=== Extracted records ===
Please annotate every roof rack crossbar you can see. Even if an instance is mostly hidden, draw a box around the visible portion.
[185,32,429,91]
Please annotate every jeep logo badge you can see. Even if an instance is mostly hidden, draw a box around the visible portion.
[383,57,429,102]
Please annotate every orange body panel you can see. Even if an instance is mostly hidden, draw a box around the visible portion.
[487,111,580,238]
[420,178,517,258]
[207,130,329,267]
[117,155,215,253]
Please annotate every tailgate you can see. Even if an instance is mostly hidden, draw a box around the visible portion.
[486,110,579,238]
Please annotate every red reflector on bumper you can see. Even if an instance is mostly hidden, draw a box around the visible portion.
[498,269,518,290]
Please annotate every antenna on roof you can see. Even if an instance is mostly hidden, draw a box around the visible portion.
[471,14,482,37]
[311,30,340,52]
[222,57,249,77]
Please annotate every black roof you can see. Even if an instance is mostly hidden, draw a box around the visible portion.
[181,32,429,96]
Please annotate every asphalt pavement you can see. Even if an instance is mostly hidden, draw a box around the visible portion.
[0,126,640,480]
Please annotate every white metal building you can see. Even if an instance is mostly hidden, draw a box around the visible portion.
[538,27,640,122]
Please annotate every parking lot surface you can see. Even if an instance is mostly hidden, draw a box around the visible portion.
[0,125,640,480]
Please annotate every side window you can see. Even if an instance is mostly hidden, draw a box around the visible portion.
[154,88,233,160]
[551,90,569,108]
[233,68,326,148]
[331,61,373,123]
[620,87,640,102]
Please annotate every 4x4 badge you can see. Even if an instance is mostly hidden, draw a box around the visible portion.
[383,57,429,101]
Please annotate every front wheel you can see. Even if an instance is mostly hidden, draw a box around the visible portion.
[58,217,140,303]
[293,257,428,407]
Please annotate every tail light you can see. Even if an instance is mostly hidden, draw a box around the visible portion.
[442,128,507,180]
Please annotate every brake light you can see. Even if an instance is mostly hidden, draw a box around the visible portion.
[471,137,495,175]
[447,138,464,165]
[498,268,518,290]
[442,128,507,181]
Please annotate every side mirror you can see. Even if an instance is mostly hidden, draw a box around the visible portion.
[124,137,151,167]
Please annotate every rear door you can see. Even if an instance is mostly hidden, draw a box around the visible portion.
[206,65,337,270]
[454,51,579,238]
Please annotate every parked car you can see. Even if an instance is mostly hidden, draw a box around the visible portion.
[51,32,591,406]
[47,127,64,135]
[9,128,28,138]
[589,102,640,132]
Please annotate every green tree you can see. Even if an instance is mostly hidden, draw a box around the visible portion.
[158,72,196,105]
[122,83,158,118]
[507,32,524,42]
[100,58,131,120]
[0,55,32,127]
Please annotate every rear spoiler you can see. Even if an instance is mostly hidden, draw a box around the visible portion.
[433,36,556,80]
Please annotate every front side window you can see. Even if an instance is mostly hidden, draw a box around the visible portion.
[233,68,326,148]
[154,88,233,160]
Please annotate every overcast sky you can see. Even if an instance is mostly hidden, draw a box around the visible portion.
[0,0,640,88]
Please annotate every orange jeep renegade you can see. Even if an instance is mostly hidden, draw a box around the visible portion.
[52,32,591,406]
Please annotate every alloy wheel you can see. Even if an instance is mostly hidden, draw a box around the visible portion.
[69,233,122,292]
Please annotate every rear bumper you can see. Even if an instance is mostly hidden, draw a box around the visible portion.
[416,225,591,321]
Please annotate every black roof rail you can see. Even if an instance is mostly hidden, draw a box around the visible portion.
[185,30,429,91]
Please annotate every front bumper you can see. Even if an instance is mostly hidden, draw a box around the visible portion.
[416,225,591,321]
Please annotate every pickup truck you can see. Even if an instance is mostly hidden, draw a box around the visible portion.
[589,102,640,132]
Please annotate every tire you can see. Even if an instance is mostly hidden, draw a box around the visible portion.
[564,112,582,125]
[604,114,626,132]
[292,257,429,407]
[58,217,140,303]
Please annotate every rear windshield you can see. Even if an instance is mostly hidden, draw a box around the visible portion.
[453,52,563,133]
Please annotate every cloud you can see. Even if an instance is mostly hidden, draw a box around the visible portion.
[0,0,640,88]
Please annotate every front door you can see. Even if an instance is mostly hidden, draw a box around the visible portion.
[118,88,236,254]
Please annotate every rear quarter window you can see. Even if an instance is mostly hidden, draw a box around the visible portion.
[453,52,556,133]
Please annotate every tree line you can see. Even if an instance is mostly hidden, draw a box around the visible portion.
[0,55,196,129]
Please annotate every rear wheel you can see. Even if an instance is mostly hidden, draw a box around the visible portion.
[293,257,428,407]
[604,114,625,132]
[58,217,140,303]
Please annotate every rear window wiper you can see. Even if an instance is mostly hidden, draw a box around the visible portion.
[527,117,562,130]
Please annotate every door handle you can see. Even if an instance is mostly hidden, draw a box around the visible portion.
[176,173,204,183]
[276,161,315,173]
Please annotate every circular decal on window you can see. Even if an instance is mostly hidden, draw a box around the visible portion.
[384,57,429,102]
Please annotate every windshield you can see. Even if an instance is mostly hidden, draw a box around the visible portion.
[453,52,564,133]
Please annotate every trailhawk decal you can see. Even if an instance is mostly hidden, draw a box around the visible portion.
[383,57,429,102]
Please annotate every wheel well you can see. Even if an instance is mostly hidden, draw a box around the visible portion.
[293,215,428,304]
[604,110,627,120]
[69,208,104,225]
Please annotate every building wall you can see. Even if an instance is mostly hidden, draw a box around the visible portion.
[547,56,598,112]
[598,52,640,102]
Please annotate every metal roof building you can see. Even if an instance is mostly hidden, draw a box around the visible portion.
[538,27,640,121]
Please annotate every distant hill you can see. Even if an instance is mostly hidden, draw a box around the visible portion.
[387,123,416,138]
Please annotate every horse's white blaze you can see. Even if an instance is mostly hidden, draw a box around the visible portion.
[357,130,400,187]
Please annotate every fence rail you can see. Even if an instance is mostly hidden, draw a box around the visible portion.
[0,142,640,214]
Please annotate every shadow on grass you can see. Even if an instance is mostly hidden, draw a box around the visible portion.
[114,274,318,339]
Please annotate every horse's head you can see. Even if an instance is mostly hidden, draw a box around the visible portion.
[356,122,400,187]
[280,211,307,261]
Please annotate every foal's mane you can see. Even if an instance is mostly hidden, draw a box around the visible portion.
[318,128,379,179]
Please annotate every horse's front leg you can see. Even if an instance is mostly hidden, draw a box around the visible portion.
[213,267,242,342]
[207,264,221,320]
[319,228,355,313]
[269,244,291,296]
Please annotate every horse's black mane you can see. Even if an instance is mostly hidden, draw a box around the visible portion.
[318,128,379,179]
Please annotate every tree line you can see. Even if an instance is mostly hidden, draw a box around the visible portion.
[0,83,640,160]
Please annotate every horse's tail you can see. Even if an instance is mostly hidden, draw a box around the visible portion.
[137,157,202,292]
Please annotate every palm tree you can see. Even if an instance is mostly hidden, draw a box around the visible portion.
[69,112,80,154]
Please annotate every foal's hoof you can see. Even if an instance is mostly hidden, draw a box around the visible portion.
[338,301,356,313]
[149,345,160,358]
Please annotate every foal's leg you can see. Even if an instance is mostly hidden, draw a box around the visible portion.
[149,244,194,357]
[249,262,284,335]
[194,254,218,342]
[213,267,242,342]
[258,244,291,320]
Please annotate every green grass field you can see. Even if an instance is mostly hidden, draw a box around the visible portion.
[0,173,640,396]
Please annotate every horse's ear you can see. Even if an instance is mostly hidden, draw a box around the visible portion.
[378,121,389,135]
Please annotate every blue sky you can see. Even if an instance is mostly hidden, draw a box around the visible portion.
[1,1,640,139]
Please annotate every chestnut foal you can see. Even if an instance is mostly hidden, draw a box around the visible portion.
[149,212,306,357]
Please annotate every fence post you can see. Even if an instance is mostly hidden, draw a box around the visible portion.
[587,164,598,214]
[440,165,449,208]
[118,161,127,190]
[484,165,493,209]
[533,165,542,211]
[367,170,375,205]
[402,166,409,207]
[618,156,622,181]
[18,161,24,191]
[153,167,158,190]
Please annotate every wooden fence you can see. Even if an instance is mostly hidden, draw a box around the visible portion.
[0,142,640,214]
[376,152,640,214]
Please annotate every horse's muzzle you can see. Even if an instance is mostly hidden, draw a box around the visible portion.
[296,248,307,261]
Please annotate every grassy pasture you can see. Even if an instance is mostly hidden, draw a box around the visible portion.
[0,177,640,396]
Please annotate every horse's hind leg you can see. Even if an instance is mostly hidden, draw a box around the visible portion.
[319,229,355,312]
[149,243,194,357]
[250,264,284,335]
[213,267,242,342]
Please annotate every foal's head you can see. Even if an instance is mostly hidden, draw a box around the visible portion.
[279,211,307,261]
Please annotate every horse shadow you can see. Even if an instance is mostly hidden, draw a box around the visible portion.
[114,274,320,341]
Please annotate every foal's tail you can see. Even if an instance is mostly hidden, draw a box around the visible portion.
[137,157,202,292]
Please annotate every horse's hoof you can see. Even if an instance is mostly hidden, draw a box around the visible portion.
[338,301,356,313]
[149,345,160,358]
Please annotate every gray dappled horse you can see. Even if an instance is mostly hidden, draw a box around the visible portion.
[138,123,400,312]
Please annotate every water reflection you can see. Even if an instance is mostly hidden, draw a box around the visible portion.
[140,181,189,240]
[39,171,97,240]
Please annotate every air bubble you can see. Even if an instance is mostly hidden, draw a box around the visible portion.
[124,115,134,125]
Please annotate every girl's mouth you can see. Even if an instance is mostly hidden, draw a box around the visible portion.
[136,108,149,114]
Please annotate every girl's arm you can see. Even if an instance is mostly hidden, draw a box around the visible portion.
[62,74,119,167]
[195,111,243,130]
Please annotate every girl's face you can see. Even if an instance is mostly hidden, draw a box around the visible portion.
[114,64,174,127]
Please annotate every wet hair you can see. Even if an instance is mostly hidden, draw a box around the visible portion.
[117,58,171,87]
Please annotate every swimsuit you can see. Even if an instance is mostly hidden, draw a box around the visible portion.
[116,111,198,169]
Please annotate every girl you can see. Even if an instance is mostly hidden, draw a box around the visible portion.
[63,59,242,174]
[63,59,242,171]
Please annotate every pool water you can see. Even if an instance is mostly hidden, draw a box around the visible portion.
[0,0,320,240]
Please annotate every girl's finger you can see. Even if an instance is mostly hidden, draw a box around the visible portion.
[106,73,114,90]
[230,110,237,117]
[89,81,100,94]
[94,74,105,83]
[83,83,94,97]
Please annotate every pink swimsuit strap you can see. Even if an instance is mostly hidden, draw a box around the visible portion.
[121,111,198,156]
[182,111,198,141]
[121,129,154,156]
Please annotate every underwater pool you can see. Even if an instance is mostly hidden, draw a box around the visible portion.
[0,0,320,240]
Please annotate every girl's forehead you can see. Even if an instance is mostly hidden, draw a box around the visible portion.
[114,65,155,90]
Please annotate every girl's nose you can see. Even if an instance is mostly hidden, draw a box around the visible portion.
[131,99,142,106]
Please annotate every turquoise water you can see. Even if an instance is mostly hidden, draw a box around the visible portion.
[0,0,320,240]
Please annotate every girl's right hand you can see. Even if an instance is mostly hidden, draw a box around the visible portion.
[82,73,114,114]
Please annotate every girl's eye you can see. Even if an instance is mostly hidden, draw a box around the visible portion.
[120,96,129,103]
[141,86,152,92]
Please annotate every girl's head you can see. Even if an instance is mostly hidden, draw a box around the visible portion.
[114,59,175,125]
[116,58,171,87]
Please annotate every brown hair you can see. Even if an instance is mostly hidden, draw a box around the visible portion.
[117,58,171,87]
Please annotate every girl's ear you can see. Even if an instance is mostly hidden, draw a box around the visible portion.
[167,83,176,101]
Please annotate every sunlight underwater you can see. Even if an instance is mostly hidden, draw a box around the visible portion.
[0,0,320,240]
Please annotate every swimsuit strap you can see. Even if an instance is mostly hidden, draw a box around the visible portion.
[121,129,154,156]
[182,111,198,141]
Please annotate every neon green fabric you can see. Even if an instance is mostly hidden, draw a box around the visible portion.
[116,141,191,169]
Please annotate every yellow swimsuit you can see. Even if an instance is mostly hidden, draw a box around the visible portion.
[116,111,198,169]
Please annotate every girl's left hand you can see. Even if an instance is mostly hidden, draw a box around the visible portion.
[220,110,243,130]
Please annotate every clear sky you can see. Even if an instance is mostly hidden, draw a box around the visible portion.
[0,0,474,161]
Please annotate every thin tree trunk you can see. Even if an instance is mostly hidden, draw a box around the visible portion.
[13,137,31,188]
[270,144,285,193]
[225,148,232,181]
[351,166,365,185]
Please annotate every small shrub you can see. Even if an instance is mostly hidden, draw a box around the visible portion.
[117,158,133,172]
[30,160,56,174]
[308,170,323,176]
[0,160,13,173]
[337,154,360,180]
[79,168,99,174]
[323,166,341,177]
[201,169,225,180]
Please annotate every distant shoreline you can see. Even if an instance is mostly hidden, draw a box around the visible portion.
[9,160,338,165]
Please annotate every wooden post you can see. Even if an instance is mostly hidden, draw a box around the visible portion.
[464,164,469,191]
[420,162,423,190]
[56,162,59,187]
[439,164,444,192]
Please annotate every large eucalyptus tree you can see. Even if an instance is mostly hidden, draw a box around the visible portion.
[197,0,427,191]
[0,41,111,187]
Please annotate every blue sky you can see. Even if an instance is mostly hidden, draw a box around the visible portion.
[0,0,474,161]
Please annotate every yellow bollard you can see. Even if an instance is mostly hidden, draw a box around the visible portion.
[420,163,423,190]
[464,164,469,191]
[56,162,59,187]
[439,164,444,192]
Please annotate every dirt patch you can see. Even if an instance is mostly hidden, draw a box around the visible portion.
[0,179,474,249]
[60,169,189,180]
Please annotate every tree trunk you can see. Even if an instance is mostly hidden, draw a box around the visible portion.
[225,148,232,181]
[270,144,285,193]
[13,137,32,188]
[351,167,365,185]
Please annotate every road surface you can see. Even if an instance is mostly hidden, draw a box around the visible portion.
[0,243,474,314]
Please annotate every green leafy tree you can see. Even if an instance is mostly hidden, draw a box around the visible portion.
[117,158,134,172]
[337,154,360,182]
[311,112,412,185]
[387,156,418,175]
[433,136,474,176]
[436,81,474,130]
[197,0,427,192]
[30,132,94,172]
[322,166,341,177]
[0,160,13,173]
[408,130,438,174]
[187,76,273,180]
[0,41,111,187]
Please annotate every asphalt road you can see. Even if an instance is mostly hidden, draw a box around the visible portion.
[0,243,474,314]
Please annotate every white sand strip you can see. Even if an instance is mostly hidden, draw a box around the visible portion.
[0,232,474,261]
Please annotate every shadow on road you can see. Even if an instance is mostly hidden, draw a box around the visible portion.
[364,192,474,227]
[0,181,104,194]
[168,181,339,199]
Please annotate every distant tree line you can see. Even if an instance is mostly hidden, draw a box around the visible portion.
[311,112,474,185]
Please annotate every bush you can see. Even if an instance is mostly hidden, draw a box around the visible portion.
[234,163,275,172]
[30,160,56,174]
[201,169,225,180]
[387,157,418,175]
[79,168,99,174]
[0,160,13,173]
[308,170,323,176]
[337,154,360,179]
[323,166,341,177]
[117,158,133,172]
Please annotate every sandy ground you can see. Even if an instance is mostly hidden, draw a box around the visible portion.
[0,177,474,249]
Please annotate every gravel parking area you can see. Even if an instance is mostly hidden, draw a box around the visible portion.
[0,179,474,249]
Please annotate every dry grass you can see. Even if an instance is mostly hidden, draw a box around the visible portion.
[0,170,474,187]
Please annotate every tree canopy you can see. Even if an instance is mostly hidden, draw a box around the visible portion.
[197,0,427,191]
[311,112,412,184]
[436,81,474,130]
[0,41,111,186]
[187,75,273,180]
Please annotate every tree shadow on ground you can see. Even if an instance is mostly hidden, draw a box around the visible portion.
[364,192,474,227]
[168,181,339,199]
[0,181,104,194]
===
**Instruction**.
Copy the entries above verbatim, starting with the line that contains "Please annotate every horse's ear" and ending with the line that contains "[149,212,306,357]", both included.

**Solution**.
Please annotate every horse's ear you can see. Even if an instance is mostly hidden, draw a box around the visible portion.
[378,121,389,135]
Please annotate every blue sky you can see. Even if an instance is mostly hidden, draw a box around the visible portion.
[1,1,640,139]
Please annotate every chestnut foal you can see. Even if an instance is mostly hidden, draw a box around the visible portion.
[149,212,306,357]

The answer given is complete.